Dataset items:
════

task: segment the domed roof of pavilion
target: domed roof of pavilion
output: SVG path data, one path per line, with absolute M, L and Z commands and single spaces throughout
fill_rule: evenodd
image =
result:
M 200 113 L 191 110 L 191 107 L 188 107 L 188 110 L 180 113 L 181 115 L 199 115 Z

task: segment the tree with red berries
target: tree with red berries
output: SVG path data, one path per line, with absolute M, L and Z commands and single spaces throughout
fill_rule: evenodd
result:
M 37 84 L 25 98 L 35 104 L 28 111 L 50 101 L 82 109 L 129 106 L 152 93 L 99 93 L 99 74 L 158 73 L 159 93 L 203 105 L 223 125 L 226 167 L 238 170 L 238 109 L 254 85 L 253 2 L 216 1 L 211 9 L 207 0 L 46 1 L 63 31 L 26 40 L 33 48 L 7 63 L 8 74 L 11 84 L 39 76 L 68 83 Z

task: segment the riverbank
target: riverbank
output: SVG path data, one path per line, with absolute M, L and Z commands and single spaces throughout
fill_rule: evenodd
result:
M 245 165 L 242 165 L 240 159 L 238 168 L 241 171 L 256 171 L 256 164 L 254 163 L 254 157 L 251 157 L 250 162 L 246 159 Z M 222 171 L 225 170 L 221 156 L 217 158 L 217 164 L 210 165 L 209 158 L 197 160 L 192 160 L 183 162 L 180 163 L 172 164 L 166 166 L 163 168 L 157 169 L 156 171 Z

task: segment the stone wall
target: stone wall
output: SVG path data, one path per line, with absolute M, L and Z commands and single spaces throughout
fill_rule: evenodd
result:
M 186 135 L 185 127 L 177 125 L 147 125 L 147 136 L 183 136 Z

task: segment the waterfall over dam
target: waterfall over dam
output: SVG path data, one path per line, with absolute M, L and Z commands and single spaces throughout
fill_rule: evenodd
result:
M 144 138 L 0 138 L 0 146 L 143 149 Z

════

» **REQUIREMENT**
Give a word-for-word copy of the records.

» **WRITTEN RESPONSE**
task: segment the domed roof of pavilion
target: domed roof of pavilion
output: SVG path data, one path per line, with absolute M, L and Z commands and single spaces throughout
fill_rule: evenodd
image =
result:
M 200 113 L 191 110 L 191 107 L 188 107 L 188 110 L 180 113 L 181 115 L 199 115 Z

task: segment the tree with red berries
target: tree with red berries
output: SVG path data, one path per line, with absolute M, L and Z commands and single spaces throughout
fill_rule: evenodd
result:
M 37 84 L 25 98 L 35 104 L 28 111 L 50 101 L 82 109 L 129 106 L 152 93 L 99 93 L 99 74 L 158 73 L 159 93 L 203 105 L 223 125 L 226 167 L 238 170 L 238 109 L 254 85 L 253 2 L 216 1 L 211 9 L 207 0 L 46 1 L 63 31 L 26 40 L 33 48 L 7 63 L 8 74 L 11 84 L 39 76 L 68 83 Z

task: segment the riverbank
target: riverbank
output: SVG path data, one path per line, with absolute M, L and Z commands and single spaces throughout
fill_rule: evenodd
result:
M 245 165 L 242 165 L 240 159 L 238 168 L 241 171 L 256 171 L 256 164 L 254 163 L 254 157 L 251 157 L 250 162 L 246 159 Z M 222 171 L 225 170 L 221 156 L 217 158 L 217 164 L 210 165 L 209 158 L 197 160 L 192 160 L 183 162 L 180 163 L 172 164 L 166 166 L 163 168 L 157 169 L 156 171 Z

task: segment the stone wall
target: stone wall
output: SVG path data, one path per line, with absolute M, L and Z commands and single spaces throughout
fill_rule: evenodd
result:
M 186 135 L 185 127 L 177 125 L 147 125 L 147 136 L 183 136 Z

task: segment the waterfall over dam
target: waterfall over dam
output: SVG path data, one path per line, with absolute M, L and Z commands and single spaces throughout
fill_rule: evenodd
result:
M 144 138 L 0 138 L 0 146 L 143 149 Z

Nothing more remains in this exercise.